EXERCISE DESCRIPTION: Copy every line of the listing below word for word, with nothing added, dropped, or changed.

RAW RECORDS:
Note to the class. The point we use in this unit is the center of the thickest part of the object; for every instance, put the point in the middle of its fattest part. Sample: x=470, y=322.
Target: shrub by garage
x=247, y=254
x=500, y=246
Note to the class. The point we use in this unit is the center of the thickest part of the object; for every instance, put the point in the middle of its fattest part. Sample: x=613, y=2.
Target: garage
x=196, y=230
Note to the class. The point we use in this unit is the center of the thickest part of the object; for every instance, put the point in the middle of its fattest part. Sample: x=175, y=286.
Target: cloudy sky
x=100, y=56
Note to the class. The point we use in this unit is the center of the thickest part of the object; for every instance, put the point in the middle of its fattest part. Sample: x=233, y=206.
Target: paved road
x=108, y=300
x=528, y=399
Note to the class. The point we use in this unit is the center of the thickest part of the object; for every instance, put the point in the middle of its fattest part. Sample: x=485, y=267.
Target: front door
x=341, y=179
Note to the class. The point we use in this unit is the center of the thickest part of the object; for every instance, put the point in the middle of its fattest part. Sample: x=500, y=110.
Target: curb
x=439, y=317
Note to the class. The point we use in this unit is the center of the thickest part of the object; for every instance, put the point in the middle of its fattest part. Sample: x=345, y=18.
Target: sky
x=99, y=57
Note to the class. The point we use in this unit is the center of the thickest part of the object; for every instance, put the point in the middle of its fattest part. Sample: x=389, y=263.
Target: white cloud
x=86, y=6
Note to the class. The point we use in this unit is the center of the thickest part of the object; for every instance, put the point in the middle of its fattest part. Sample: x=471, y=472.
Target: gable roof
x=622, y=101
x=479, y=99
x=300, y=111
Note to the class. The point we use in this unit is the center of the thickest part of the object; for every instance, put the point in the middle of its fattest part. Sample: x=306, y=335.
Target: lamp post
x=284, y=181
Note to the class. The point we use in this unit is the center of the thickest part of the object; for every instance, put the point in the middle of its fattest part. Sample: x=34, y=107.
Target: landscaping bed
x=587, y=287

COMPLETE OUTPUT:
Note to the class. The point we use in this unit is the center of the thickest part of the object; for every instance, put the point in the middle of its fattest part. Sample: x=470, y=322.
Target: shrub by garage
x=247, y=254
x=500, y=246
Note to the class. The point we use in this unit is the center of the thickest part of the object; for every instance, put the point in the middle of its fattest part. Sample: x=613, y=2.
Target: garage
x=196, y=230
Note to the class. The point we use in this unit is the center of the thickest part of the object; for every instance, put the point in the middle of its fattest part. Sample: x=175, y=286.
Target: cloudy sky
x=100, y=56
Note to the class. The point we use in this unit is the center of the thickest part of the object; for every instance, put the point in the middle of its fattest part. Sample: x=233, y=206.
Target: paved road
x=108, y=300
x=528, y=399
Note to the class. The point we use in this unit is the center of the thickest part of the object; for every instance, put the point in the middle of its fattest part. Sample: x=485, y=267.
Target: front door
x=341, y=179
Note to the class. The point we use in this unit is the center of the thickest part of the object; for every instance, put the point in the middle of its fattest part. Sample: x=500, y=110.
Target: curb
x=439, y=317
Note to the class. The point we use in this unit is the center of the thickest part of the object; for every instance, put the point in the middle of its fattest part. Sample: x=345, y=18.
Target: sky
x=99, y=57
Note to the class. The point we use in this unit is the center of the thickest part of the object; for every instance, put the point in the middle of its fattest part. Sample: x=389, y=263.
Target: white cloud
x=86, y=6
Note to the class. The point we use in this unit is the center of the thickest part of the object; for every instance, put the point in the middle of its fattest part. Sample: x=471, y=472.
Target: gable roof
x=622, y=101
x=479, y=99
x=300, y=111
Note to the class. The point we use in this unit is the center of the thickest part of the object; for every instance, put the point in the middle of its fattest part. Sample: x=306, y=335.
Target: lamp post
x=284, y=181
Note to the class. The point we use in this unit is the center of the thickest part of the object; for every instance, put the point in the middle of its fattest part. Sample: x=34, y=107.
Target: landscaping bed
x=587, y=287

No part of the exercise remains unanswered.